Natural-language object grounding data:
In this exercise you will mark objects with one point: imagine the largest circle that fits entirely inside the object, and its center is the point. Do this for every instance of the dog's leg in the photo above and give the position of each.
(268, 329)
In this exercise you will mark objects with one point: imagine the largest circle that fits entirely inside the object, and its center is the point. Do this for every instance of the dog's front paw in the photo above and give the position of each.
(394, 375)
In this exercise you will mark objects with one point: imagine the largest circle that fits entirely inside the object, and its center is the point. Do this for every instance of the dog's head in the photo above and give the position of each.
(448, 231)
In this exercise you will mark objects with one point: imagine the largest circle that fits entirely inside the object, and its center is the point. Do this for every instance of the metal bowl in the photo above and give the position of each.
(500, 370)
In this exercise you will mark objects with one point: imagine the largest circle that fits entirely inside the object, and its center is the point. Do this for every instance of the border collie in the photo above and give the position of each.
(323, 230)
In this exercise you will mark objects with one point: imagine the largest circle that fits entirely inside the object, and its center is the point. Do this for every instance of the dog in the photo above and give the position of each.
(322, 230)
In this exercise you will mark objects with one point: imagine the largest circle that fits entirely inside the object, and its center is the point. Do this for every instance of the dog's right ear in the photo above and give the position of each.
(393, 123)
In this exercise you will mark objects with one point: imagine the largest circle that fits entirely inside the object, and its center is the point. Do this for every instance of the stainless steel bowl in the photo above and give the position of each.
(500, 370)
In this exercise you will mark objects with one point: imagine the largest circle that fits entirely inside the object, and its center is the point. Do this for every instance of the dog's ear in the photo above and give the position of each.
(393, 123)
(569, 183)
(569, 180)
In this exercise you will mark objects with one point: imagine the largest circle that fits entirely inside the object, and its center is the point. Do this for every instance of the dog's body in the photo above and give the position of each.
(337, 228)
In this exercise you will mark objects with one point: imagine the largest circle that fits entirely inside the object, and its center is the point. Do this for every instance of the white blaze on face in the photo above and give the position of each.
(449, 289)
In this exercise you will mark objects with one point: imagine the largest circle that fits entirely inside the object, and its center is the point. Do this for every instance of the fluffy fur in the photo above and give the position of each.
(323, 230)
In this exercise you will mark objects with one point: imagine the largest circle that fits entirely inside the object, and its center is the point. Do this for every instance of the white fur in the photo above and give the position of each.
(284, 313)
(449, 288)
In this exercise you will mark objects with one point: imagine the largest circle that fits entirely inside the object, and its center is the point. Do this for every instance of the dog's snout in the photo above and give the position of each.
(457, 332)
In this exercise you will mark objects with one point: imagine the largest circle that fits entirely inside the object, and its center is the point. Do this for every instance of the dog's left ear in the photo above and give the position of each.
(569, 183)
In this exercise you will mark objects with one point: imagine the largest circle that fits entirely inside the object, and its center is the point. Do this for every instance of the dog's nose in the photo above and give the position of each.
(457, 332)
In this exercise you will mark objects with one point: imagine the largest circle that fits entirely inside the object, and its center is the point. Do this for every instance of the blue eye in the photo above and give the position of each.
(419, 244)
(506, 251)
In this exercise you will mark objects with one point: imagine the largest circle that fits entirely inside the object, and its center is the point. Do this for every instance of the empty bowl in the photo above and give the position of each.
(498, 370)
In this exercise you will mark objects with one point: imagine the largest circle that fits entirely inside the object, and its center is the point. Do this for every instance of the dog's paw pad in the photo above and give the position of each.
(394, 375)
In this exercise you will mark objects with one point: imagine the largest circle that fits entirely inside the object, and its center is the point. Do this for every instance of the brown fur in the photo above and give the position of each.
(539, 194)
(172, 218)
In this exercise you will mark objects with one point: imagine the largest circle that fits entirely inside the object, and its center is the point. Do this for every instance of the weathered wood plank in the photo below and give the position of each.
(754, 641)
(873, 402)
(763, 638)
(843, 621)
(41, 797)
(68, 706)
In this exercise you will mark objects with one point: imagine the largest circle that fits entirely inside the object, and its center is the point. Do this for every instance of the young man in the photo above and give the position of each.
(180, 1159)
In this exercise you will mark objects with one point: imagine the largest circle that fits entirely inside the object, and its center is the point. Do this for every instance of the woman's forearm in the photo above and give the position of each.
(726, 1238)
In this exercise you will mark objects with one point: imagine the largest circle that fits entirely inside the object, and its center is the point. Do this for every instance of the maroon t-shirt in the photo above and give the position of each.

=== TASK TO COMPLETE ===
Return all data verbatim.

=== WRITTEN ANSWER ===
In this exercise you will mark objects with one point: imagine the largest circle that fits entirely inside the object, and its center is the point. Do this for every instance of the dog's leg in the photo above and give the position of each.
(268, 329)
In this exercise you will mark objects with one point: imagine the largest circle that fits entirely inside the object, and its center is the point. Do this for every instance of the dog's front paw in the photo above and give the position of each.
(394, 375)
In this exercise you will mark objects with one point: imagine the largest circle that fits entirely inside the object, and its center is the point. Do this for every instance of the dog's head in the photo above and give the position of each.
(448, 231)
In this exercise you will mark objects with one point: imagine the largest circle that fits entirely inside the object, and its center is the point. Do this for every instance of the metal bowl in the photo above and give the position of each.
(500, 370)
In this exercise you will mark objects with one point: imagine the largest circle that fits entirely inside the object, and its center is the point. Do this for every instance of the border collie in the photo above and give the position of each.
(323, 230)
In this exercise you will mark objects with one point: imagine the largest circle that fits entirely inside the object, and its center is the point. Do this for every instance of the dog in the photo above and give the position of each.
(322, 230)
In this exercise you will mark objects with one point: imagine the largest circle that fits entirely inside the object, and its center is the point. Do this for every instance of the dog's right ear in the photo above and give the position of each.
(393, 123)
In this exercise you will mark objects with one point: imagine the largest circle that fits entirely inside the object, and its center is the point. Do this for every instance of the stainless steel bowl in the photo above and give the position of each.
(500, 370)
In this exercise you will mark objects with one point: imagine the largest circle that fits entirely inside the object, and its center is the point. Do this for every instance of the dog's ear in the photo above and give the position of each.
(393, 123)
(569, 183)
(569, 180)
In this exercise you will mark objects with one point: imagine the largest circle that fits entirely inside the object, and its center is the point. Do this for every instance of the dog's body in the photo above and give the position of each.
(337, 228)
In this exercise you will mark objects with one point: imagine the largest circle that fits entirely inside the object, and its center is the point. Do this for every instance of the white blaze on face in the photo above and give the position of each.
(449, 289)
In this exercise you will mark objects with one point: imagine the largest circle that fits entirely inside the object, and its center is the point. Do this for every instance of the fluffy fur in the photo above and give the position of each.
(323, 230)
In this exercise you will mark objects with one point: imagine the largest circle that fits entirely inside the object, and its center is the point. Do this for every instance of the white fur in the photo above and give the position of each.
(284, 313)
(449, 288)
In this exercise you will mark objects with one point: imagine the largest circle that fits entirely inside the object, and its center is the point. Do this for every instance of the dog's snout in the photo above and give the position of each.
(457, 332)
In this exercise you will mark objects with one point: imagine the largest circle that fits entirely inside the object, and its center is the point. Do this for every instance of the dog's left ear in the photo above and give the position of each.
(569, 183)
In this exercise you will mark objects with one point: imagine the largest circle that fits entirely inside the object, and its center is the point. Do this for every instance of the dog's nose in the photo above and give the position of each.
(457, 332)
In this exercise you will mark objects with one point: imagine the largest circle that fits entirely inside the object, and its center is the point. Do this for every instance of the blue eye in the photo above and give the position of each.
(419, 244)
(506, 251)
In this exercise you will mark objects with one point: imagine the largest circle that fits entirely inside the object, and its center is the point. Do this for every instance of the empty bowl in the photo above and give the position of each.
(498, 370)
In this exercise you will mark objects with one point: imagine the largest circle that fits entirely inside the object, and its center is the point. Do this for every instance of the dog's paw pad in the photo above and give the position of each.
(394, 375)
In this exercise you will mark objects with one point: imagine the largest circle that fits entirely inside the object, and its center is the point. Do this for every instance of the brown fur in the photo above and give the position of each.
(539, 194)
(172, 218)
In this exercise you will mark objects with one point: imagine the largest circle that fits entirely inside the object, and its center is the point. Do this for every instance of the weathered wood plank in the photo below and give the position of each.
(754, 641)
(873, 402)
(763, 638)
(843, 621)
(41, 797)
(68, 706)
In this exercise you will mark objects with one point: imagine the largest circle that fits entirely inside the object, and its center is the point. Do this for every instance of the young man in the photo above and give the position of each.
(180, 1159)
In this exercise you will mark objects with one point: imagine the largest circle that fits entirely inside the object, and its center is the point. Do this for every instance of the woman's forearm in the photo above and give the position of each.
(726, 1238)
In this exercise you will mark objects with one point: imagine the largest circle that fits entirely inside the object, and its center is the point. Do this for every instance of the maroon t-shirt in the photo above and give the position of each.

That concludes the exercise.